Render these lines as a Markdown table with the columns "Row" and "Line": number each line in the Row column and put its text in the Line column. Skip blank lines and leave the pictures out.

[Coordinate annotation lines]
#####

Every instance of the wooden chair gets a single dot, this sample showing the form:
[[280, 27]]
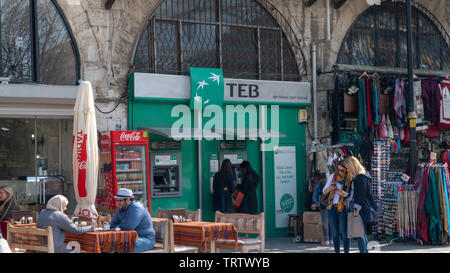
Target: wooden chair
[[179, 248], [30, 238], [162, 236], [194, 215], [18, 214], [244, 223]]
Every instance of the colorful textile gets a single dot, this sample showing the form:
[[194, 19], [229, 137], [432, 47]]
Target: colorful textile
[[431, 207], [105, 241], [369, 104], [444, 121], [199, 233], [400, 103]]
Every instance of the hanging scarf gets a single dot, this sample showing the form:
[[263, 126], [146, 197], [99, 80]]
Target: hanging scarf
[[346, 184]]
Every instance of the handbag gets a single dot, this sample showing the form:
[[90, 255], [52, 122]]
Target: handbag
[[355, 226], [324, 199], [237, 198]]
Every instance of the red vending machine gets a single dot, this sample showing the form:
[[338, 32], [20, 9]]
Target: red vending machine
[[123, 164]]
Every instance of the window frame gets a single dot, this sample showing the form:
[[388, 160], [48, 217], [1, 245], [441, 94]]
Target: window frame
[[35, 54], [151, 64], [420, 17]]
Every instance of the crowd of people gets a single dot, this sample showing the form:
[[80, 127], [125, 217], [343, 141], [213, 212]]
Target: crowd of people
[[346, 193]]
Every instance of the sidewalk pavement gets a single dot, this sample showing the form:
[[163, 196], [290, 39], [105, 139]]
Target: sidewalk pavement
[[287, 245]]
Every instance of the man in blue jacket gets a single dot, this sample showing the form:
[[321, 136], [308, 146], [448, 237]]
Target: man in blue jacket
[[131, 215]]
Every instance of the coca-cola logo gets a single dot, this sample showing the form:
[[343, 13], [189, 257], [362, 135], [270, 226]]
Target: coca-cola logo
[[105, 142], [134, 136]]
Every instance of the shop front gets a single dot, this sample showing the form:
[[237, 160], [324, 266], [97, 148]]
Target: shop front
[[251, 120]]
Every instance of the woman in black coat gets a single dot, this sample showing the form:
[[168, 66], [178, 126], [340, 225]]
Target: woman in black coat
[[223, 187], [250, 180], [361, 200]]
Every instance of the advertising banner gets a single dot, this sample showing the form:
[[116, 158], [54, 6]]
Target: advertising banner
[[285, 184]]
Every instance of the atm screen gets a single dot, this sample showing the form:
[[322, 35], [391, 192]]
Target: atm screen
[[160, 180]]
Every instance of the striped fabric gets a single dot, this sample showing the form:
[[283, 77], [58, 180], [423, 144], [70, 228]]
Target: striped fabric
[[199, 233], [105, 241]]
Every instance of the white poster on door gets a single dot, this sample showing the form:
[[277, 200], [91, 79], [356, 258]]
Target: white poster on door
[[285, 184]]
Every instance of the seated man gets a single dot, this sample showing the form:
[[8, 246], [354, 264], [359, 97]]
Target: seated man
[[131, 215]]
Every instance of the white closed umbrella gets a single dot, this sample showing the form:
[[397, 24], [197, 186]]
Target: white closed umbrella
[[85, 152]]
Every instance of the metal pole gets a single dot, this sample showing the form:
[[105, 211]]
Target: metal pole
[[411, 112], [314, 86]]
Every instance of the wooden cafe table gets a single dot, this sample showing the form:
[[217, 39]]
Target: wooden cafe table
[[200, 234], [122, 241]]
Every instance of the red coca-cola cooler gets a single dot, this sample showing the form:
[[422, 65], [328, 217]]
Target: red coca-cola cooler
[[123, 164]]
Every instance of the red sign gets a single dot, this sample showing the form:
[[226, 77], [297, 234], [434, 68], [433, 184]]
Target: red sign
[[105, 142], [129, 136], [81, 158]]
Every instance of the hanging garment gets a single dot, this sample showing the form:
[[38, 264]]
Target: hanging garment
[[421, 123], [441, 201], [389, 127], [431, 97], [446, 185], [376, 99], [444, 87], [369, 104], [423, 219], [400, 103], [383, 128], [362, 112], [445, 204], [431, 207]]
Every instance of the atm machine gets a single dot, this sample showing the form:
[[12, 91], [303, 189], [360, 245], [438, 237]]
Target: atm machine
[[236, 159], [165, 174]]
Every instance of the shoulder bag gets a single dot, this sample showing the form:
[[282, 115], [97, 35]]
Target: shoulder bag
[[237, 198]]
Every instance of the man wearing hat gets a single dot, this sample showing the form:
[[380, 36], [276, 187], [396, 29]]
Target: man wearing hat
[[131, 215]]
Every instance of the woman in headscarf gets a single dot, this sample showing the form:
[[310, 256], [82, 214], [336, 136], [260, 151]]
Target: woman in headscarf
[[248, 186], [53, 216], [337, 188], [223, 187], [361, 202], [8, 203]]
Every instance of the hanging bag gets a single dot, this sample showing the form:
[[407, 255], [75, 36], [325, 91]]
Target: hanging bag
[[355, 226], [237, 198]]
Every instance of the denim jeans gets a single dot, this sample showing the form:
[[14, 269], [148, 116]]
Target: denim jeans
[[338, 221], [326, 229], [143, 244], [362, 243]]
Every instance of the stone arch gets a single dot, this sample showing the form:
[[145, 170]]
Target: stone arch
[[298, 44], [348, 14]]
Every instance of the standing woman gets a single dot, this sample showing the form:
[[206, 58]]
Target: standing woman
[[8, 203], [361, 201], [223, 187], [250, 180], [337, 187]]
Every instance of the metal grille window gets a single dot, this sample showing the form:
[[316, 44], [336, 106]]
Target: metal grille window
[[239, 36], [378, 38], [36, 44]]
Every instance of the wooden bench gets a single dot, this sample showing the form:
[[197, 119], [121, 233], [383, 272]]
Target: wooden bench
[[247, 224], [162, 236], [30, 238], [194, 215], [179, 248]]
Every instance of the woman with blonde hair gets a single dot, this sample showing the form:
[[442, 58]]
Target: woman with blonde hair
[[53, 216], [8, 203], [337, 189], [361, 202]]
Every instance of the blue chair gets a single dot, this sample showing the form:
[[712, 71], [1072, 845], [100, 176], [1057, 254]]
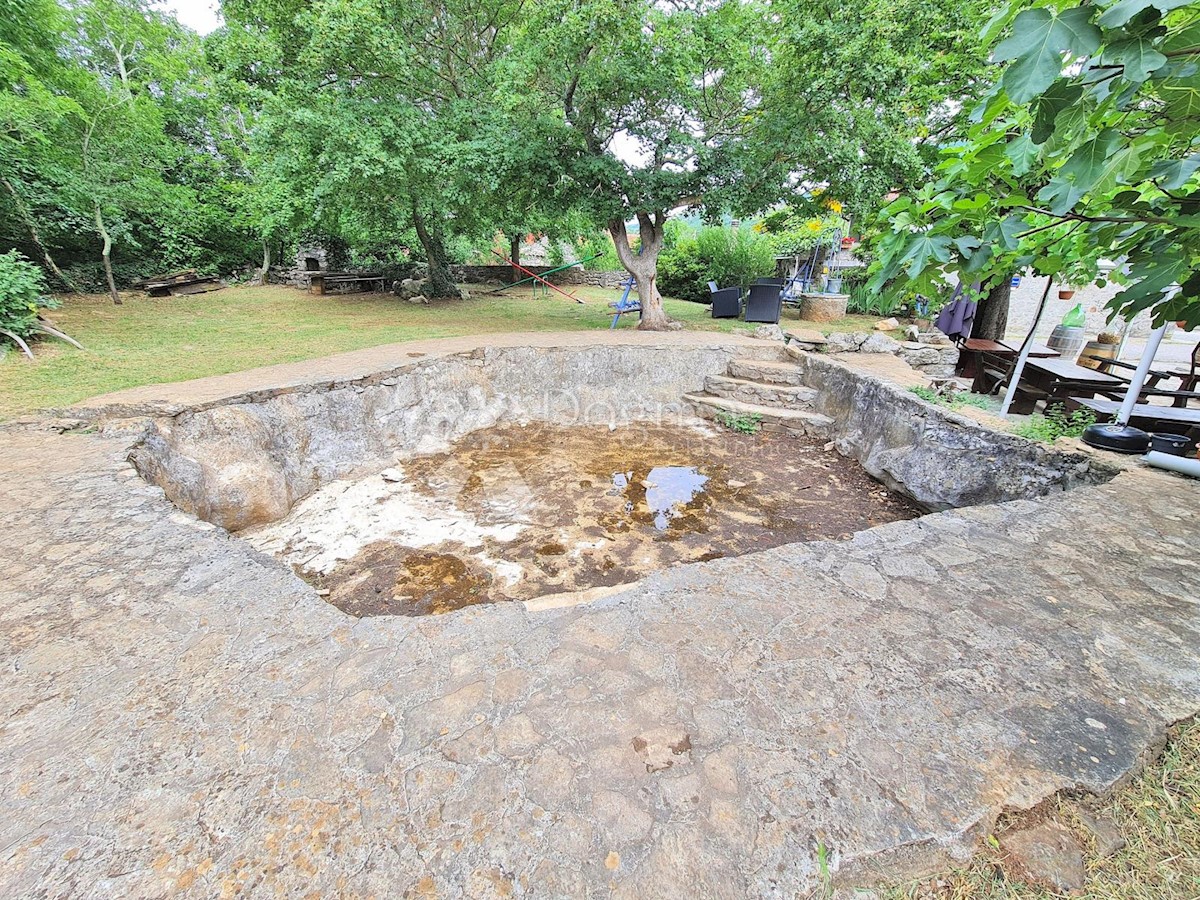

#####

## TASK RESPONSE
| Row | Line |
|---|---|
| 1 | Every instance of the wooden chair gets a single dot, this sample showing the form: |
| 2 | [[280, 27]] |
| 3 | Target: wooden chair |
| 4 | [[179, 248], [30, 238], [162, 236], [194, 215], [18, 214], [244, 223]] |
| 5 | Every instance of the colorful textile gets a single dot, this sample showing the form: |
| 6 | [[194, 19], [229, 137], [432, 47]] |
| 7 | Target: colorful textile |
| 8 | [[431, 207], [105, 241], [369, 104], [444, 121], [199, 233], [400, 103]] |
| 9 | Every instance of the hanging scarf gets a single dot, this sample showing the form: |
| 10 | [[263, 126], [146, 197], [99, 80]] |
| 11 | Target: hanging scarf |
| 12 | [[346, 184]] |
| 13 | Every instance of the handbag gets a single dot, this sample showing the form: |
| 14 | [[90, 255], [52, 122]] |
| 15 | Target: handbag |
| 16 | [[355, 226], [324, 199], [237, 198]] |
| 17 | Every instance of the red vending machine gets a single dot, this sample showing the form: |
| 18 | [[338, 32], [20, 9]] |
| 19 | Target: red vending machine |
| 20 | [[123, 164]] |
| 21 | Every instance of the window frame gets a single dot, this sample showing the form: |
| 22 | [[388, 160], [48, 217], [1, 245], [441, 94]] |
| 23 | Target: window frame |
| 24 | [[35, 54], [151, 64], [420, 17]] |
| 25 | Every instance of the crowd of people gets a single dot, this sample showing the form: |
| 26 | [[80, 127], [125, 217], [343, 141], [213, 212]] |
| 27 | Target: crowd of people |
| 28 | [[346, 193]] |
| 29 | Every instance of the sidewalk pavement gets a single dot, this sample showing the form: |
| 30 | [[163, 196], [290, 39], [105, 139]] |
| 31 | Target: sidewalk pavement |
| 32 | [[287, 245]] |
| 33 | Every instance of the man in blue jacket gets a single dot, this sample showing the form: |
| 34 | [[321, 136], [308, 146], [448, 237]] |
| 35 | Target: man in blue jacket |
| 36 | [[131, 215]] |
| 37 | Every instance of the coca-cola logo gets a single dot, this sample showing the form: |
| 38 | [[343, 13], [189, 257], [362, 135], [270, 226]] |
| 39 | Target: coca-cola logo |
| 40 | [[105, 142], [134, 136]] |
| 41 | Every instance of the shop front gets a single dot, this sample showing the form: |
| 42 | [[237, 160], [324, 266], [97, 148]] |
| 43 | Target: shop front |
| 44 | [[251, 120]] |
| 45 | Every instance of the woman in black coat gets a single dot, this sample showing the form: |
| 46 | [[168, 66], [178, 126], [340, 225]] |
| 47 | Target: woman in black coat |
| 48 | [[223, 187], [250, 180], [361, 200]] |
| 49 | Every instance of the advertising banner gets a single dot, this sample showing the form: |
| 50 | [[116, 158], [54, 6]] |
| 51 | Target: advertising banner |
| 52 | [[285, 184]] |
| 53 | Every instance of the atm screen gets a single dot, this sample showing the form: |
| 54 | [[322, 35], [391, 192]] |
| 55 | Target: atm screen |
| 56 | [[160, 180]] |
| 57 | Every instance of the striped fabric gets a single dot, this sample showing the form: |
| 58 | [[283, 77], [58, 180], [423, 144], [70, 228]] |
| 59 | Target: striped fabric |
| 60 | [[199, 233], [105, 241]] |
| 61 | Every instance of the white poster on door gets a single dot, this sample showing the form: |
| 62 | [[277, 200], [91, 79], [356, 258]] |
| 63 | Target: white poster on door |
| 64 | [[285, 184]] |
| 65 | Every instance of the seated man gets a single dot, this sample showing the form: |
| 66 | [[8, 246], [354, 264], [359, 97]] |
| 67 | Target: seated man |
| 68 | [[131, 215]] |
| 69 | Every instance of the white closed umbrella gets a single dot, this sample showing the form: |
| 70 | [[397, 24], [197, 186]] |
| 71 | Target: white closed umbrella |
| 72 | [[85, 152]] |
| 73 | Every instance of the metal pole gets a single dot, this sample showing the form: |
| 74 | [[105, 211]] |
| 75 | Target: metal pole |
| 76 | [[411, 112], [314, 86]] |
| 77 | Every instance of the wooden cafe table gets a single dot, this sample showing the form: |
| 78 | [[217, 39]] |
| 79 | Target: wooden cafe table |
| 80 | [[200, 234], [122, 241]] |
| 81 | Every instance of the red coca-cola cooler gets a single dot, this sample showing the form: |
| 82 | [[422, 65], [328, 217]] |
| 83 | Target: red coca-cola cooler |
| 84 | [[123, 164]] |
| 85 | Every instance of the red sign gets a single dot, this sample showing the form: |
| 86 | [[226, 77], [297, 234], [434, 68], [433, 184]] |
| 87 | Target: red sign |
| 88 | [[105, 142], [129, 136], [81, 158]] |
| 89 | Every instance of the hanging garment gets a single dot, this sample showing the form: |
| 90 | [[38, 264]] |
| 91 | Target: hanging garment |
| 92 | [[421, 123], [441, 201], [389, 127], [431, 97], [446, 185], [376, 99], [444, 87], [369, 104], [423, 219], [400, 103], [383, 128], [362, 112], [445, 204], [431, 207]] |
| 93 | Every instance of the atm machine gets a single dot, this sample showing the form: |
| 94 | [[12, 91], [303, 189], [360, 245], [438, 237]] |
| 95 | Target: atm machine |
| 96 | [[236, 159], [165, 174]] |
| 97 | Every instance of the shoulder bag gets a single dot, this sample showing the form: |
| 98 | [[282, 115], [97, 35]] |
| 99 | Target: shoulder bag |
| 100 | [[237, 198]] |
| 101 | Every instance of the man wearing hat gets a single dot, this sample showing the form: |
| 102 | [[380, 36], [276, 187], [396, 29]] |
| 103 | Target: man wearing hat |
| 104 | [[131, 215]] |
| 105 | Every instance of the woman in headscarf gets a single dot, this sample showing the form: |
| 106 | [[310, 256], [82, 214], [336, 136], [260, 151]] |
| 107 | Target: woman in headscarf |
| 108 | [[248, 186], [53, 216], [337, 188], [223, 187], [361, 202], [8, 203]] |
| 109 | Every instance of the hanging bag gets a single dot, this sample showing the form: |
| 110 | [[407, 255], [75, 36], [325, 91]] |
| 111 | Target: hanging bag |
| 112 | [[355, 226], [237, 198]] |
| 113 | Every instance of the denim jeans gets a single dot, this sample showing the form: |
| 114 | [[14, 269], [148, 116]] |
| 115 | Target: denim jeans |
| 116 | [[338, 221], [326, 229], [143, 244], [362, 243]] |
| 117 | Every instance of the stone arch gets a single dot, this sample showing the form: |
| 118 | [[145, 170]] |
| 119 | Target: stone arch |
| 120 | [[298, 44], [348, 14]] |
| 121 | Every instance of the standing woman gets a single dot, this sample showing the form: |
| 122 | [[206, 58]] |
| 123 | Target: standing woman |
| 124 | [[8, 203], [361, 201], [223, 187], [250, 180], [337, 187]] |
| 125 | Every instance of the metal grille window gets a single dot, this sample showing the form: |
| 126 | [[316, 44], [336, 106]] |
| 127 | Target: metal grille window |
| 128 | [[239, 36], [378, 38], [36, 44]] |
| 129 | Every instance of the wooden bench gets a single dot, this sample showing the form: |
| 130 | [[197, 119], [121, 233], [383, 272]] |
| 131 | Target: wooden bench |
| 132 | [[247, 224], [162, 236], [30, 238], [194, 215], [179, 248]] |
| 133 | Every instance of the woman with blonde hair gets a single dot, this sample showing the form: |
| 134 | [[442, 58]] |
| 135 | Target: woman with blonde hair |
| 136 | [[53, 216], [8, 203], [337, 189], [361, 202]] |
| 137 | Every instance of the blue chair gets a single dot, this sample showing the form: |
| 138 | [[712, 71], [1072, 845], [100, 176], [1057, 254]] |